[PROVIDED ENTRIES]

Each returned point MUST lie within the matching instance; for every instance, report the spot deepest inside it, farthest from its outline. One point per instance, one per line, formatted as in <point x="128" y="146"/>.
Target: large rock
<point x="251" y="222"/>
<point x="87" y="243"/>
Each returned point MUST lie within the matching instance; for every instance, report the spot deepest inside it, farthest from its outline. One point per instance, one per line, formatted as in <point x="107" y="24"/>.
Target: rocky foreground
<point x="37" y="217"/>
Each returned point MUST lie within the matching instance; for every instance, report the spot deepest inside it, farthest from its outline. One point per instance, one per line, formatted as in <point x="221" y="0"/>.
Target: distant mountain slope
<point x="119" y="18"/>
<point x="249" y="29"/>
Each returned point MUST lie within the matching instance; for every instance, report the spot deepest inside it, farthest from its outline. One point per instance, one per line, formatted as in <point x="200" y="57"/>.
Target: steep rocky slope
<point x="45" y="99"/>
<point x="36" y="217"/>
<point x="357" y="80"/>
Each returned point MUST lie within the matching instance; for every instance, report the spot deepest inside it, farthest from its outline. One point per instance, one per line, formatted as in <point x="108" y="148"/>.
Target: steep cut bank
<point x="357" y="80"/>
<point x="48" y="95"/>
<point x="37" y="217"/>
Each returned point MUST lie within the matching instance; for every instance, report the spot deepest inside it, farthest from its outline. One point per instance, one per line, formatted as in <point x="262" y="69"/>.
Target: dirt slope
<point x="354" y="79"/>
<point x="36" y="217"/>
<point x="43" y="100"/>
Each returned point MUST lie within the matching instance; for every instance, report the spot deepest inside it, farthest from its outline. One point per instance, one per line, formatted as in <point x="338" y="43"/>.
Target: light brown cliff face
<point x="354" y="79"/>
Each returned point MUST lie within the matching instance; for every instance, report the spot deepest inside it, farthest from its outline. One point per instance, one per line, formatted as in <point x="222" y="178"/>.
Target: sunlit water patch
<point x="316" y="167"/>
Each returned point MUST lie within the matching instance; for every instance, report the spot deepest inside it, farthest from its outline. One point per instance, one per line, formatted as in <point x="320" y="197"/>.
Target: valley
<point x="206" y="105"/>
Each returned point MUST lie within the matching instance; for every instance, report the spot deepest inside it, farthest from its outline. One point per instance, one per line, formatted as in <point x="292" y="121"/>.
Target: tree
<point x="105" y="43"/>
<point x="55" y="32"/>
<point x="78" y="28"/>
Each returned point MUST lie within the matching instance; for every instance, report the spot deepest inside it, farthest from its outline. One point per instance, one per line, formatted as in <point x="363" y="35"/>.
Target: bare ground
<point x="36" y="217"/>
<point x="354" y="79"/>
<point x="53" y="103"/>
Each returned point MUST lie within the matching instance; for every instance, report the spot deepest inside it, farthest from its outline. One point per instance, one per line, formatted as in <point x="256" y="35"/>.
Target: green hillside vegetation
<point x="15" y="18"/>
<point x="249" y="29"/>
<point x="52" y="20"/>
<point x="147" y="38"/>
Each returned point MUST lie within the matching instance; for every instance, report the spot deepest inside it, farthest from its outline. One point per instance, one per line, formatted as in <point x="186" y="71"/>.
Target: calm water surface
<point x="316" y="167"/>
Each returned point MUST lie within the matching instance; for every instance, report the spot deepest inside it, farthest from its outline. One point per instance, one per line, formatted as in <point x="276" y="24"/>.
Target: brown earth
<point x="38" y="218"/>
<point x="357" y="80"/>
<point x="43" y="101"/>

[/PROVIDED ENTRIES]

Extract the data exactly as given.

# SOLUTION TO THE EXERCISE
Each returned point MUST lie within the matching instance; for every instance, report the spot deepest inside it, farthest from its outline. One point per instance, one per line, formatted as in <point x="128" y="146"/>.
Target: large rock
<point x="251" y="222"/>
<point x="87" y="243"/>
Each returned point MUST lie within the matching instance; for every instance, report the spot deepest inside it, farthest from its outline. One point per instance, one per line, formatted as in <point x="107" y="24"/>.
Target: rocky foreground
<point x="37" y="217"/>
Each returned point MUST lie within the matching instance; for every instance, report the spot deepest inside it, farthest from its outline. One point per instance, one per line, formatted as in <point x="221" y="0"/>.
Target: distant mountain slope
<point x="119" y="18"/>
<point x="249" y="29"/>
Each returned point MUST lie within the matching instance; for every instance, report the spot deepest inside it, farthest from its outline. One point per instance, one per line, formatted as in <point x="200" y="57"/>.
Target: steep rocky slope
<point x="45" y="99"/>
<point x="36" y="217"/>
<point x="357" y="80"/>
Each returned point MUST lie within the matching instance; for every instance, report the spot deepest inside it, farthest from its outline. One point per instance, one per line, formatted as in <point x="108" y="148"/>.
Target: steep cut bank
<point x="357" y="80"/>
<point x="48" y="95"/>
<point x="37" y="217"/>
Each returned point MUST lie within the matching instance; for every instance, report the spot deepest inside it, farthest from its outline. One point per instance, one per line, formatted as in <point x="262" y="69"/>.
Target: dirt slope
<point x="354" y="79"/>
<point x="36" y="217"/>
<point x="43" y="100"/>
Each returned point MUST lie within the matching instance; for every instance, report the spot deepest inside it, farthest from its outline. One point per instance, one per line, formatted as in <point x="338" y="43"/>.
Target: light brown cliff face
<point x="354" y="79"/>
Each returned point MUST lie within the matching instance; for every instance, report the spot deepest inside it, farthest from its outline. One point per instance, one per line, formatted as in <point x="222" y="178"/>.
Target: sunlit water patch
<point x="316" y="167"/>
Each returned point MUST lie within the matching instance; for every instance, report the spot deepest inside it, farthest from its outline. One point per instance, one per line, formatted as in <point x="320" y="197"/>.
Target: valley
<point x="206" y="105"/>
Each returned point MUST lie within the matching instance; for every instance, report the spot deepest inside it, farthest from its outline. One point per instance, one per line, formatted as in <point x="292" y="121"/>.
Target: tree
<point x="105" y="43"/>
<point x="55" y="32"/>
<point x="78" y="28"/>
Each returned point MUST lie within the matching instance; for every instance, report the spot deepest inside it, farthest from its outline. One point per instance, one per line, formatted as in <point x="363" y="35"/>.
Target: bare ground
<point x="36" y="217"/>
<point x="354" y="79"/>
<point x="53" y="103"/>
Each returned point MUST lie within the matching instance; for every instance, report the spot deepest inside it, farthest from its outline. One point per instance, one per line, formatted as in <point x="256" y="35"/>.
Target: green hillside vegetation
<point x="15" y="18"/>
<point x="249" y="29"/>
<point x="52" y="20"/>
<point x="147" y="38"/>
Each returned point MUST lie within the matching instance; for every instance, report the spot deepest inside it, farthest from its outline. One point per instance, one per line, formatted as in <point x="186" y="71"/>.
Target: calm water surface
<point x="316" y="167"/>
Each returned point MUST lie within the matching instance; for every instance, report the spot deepest inside it, farthest from its outline. One point per instance, one per line, formatted as in <point x="276" y="24"/>.
Target: brown earth
<point x="38" y="218"/>
<point x="357" y="80"/>
<point x="43" y="101"/>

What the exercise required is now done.